## PROBLEM DETAILS
Every line below should be repeated exactly as written.

## SUPPLIED ENTRIES
========================

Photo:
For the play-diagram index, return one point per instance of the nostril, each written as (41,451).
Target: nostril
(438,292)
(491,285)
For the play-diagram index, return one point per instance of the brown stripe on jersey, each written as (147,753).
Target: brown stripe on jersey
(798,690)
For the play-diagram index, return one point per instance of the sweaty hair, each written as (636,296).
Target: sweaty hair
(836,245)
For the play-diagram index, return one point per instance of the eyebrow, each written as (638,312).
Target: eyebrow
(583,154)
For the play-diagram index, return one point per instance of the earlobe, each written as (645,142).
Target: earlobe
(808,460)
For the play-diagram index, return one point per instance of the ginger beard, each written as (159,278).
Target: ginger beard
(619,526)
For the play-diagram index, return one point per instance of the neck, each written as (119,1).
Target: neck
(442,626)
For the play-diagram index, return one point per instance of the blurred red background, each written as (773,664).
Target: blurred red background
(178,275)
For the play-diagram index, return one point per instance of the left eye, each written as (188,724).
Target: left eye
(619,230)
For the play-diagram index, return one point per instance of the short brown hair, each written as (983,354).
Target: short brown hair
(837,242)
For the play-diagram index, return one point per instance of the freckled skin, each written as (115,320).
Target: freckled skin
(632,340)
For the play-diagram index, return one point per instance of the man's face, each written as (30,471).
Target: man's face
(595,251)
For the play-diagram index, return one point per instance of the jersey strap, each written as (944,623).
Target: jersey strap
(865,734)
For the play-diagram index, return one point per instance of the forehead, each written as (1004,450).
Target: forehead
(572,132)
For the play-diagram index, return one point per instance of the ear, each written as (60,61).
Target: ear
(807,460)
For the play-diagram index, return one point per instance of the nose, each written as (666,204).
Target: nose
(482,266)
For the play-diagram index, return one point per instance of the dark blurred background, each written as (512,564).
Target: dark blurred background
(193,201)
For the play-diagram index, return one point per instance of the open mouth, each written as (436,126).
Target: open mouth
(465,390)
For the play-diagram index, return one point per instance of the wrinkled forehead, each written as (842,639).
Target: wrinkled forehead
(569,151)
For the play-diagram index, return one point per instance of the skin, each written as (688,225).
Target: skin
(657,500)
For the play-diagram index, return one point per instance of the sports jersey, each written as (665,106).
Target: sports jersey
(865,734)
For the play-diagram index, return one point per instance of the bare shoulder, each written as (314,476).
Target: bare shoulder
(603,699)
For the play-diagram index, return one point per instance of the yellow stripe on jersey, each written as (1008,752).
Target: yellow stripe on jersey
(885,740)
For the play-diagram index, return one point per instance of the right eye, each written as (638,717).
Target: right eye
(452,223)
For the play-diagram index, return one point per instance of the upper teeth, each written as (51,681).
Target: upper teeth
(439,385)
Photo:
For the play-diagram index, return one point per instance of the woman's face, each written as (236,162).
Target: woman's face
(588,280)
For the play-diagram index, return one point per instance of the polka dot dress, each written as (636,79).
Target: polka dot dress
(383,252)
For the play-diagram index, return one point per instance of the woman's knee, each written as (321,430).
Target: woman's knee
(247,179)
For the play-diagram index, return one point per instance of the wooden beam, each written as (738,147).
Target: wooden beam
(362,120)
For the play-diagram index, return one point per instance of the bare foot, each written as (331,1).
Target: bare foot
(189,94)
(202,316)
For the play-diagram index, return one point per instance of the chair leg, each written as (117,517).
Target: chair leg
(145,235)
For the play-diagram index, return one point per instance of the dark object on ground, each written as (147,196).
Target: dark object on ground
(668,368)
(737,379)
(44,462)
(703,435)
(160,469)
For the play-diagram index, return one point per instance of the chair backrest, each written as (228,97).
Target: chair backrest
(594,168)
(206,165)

========================

## OUTPUT OF THE TASK
Photo:
For the play-diagram index, return one point per instance of the nostril, each written as (41,451).
Target: nostril
(438,292)
(491,285)
For the play-diagram index, return one point per instance of the brown stripe on jersey, each written as (147,753).
Target: brown stripe on jersey
(798,690)
For the play-diagram index, return one point per instance of the sweaty hair, each written as (636,296).
Target: sweaty hair
(836,245)
For the play-diagram index, return one point per instance of the eyebrow, each written as (638,312).
Target: eyebrow
(583,154)
For the play-diagram index, return one point per instance of the earlobe, each written as (645,142).
Target: earlobe
(808,460)
For the play-diagram index, return one point per instance of the ginger beard, each written as (159,278).
Target: ginger beard
(619,526)
For the play-diagram index, return one point per instance of the neck, each written as (119,1).
Target: neck
(442,626)
For the play-diagram index, return one point per instance of the blurred red background, each written as (773,664).
Target: blurred red background
(178,275)
For the play-diagram index, return one point per instance of the left eye, each written as (188,724).
Target: left eye
(619,230)
For the play-diagram index, return one point per instance of the short brown hair, each written as (983,354).
Target: short brown hair
(837,242)
For the play-diagram index, return one point per instance of the freckled skin, each written as (115,320).
Target: freckled skin
(632,340)
For the play-diagram index, return one point per instance of the man's face, each written as (30,471).
Target: man's face
(595,251)
For the play-diagram index, return one point per instance of the jersey strap, each written as (944,623).
Target: jersey strap
(865,734)
For the play-diagram index, return one point per instance of the forehead, each written as (1004,450).
Target: forehead
(572,132)
For the play-diagram index, return one point per instance of the ear, each written as (60,61).
Target: ear
(807,460)
For the play-diagram index, return one point per instance of the nose, each written as (666,204).
Target: nose
(482,266)
For the play-diagram index, return one point per instance of the dark blurred background, each written as (512,564).
Target: dark blurred background
(193,201)
For the play-diagram index, return one point per instance of the open mouth, each written as (436,126).
Target: open mouth
(465,390)
For the play-diagram index, return one point per instance of the wrinkled forehead, each written as (842,639).
Target: wrinkled forehead
(569,151)
For the play-diagram index, return one point per instance of the skin, each written as (688,225).
Target: skin
(657,500)
For the play-diagram index, return one point per instance of the sports jersey, each written as (665,106).
Target: sports jersey
(865,734)
For the play-diagram index, return one point per instance of the bare shoulder, each written as (314,476).
Target: bare shoulder
(603,699)
For the play-diagram index, return one point per instance of the yellow stripe on jersey, each written as (1008,752).
Target: yellow stripe on jersey
(885,740)
For the play-diagram index, return one point per instance of the right eye, each written as (638,717).
Target: right eye
(452,223)
For the play-diagram index, return one point per instance of the upper teeth, each written as (51,681).
Target: upper teeth
(439,385)
Photo:
For the play-diagram index, return one point per instance of the woman's face, each written as (236,162).
Target: woman's face
(588,280)
For the play-diagram index, return one point per instance of the polka dot dress, each written as (636,79).
Target: polka dot dress
(383,252)
For the play-diagram index, return one point per instance of the woman's knee, each written as (321,430).
Target: woman's knee
(247,179)
For the play-diagram index, return one point per instance of the wooden beam, each written as (738,147).
Target: wooden beam
(362,120)
For the play-diagram index, return one point per instance of the bare foot, each written as (331,1).
Target: bare foot
(189,94)
(202,316)
For the play-diagram index, return one point per instance of the chair leg, each written as (117,517).
Target: chair leg
(145,235)
For the play-diagram index, return one point per instance of the dark object on ground, each written as (147,196).
Target: dark object on ground
(668,368)
(737,379)
(44,462)
(703,435)
(160,469)
For the play-diagram index, return one point per instance of the chair backrest, each written as (228,97).
Target: chair backrest
(594,168)
(206,165)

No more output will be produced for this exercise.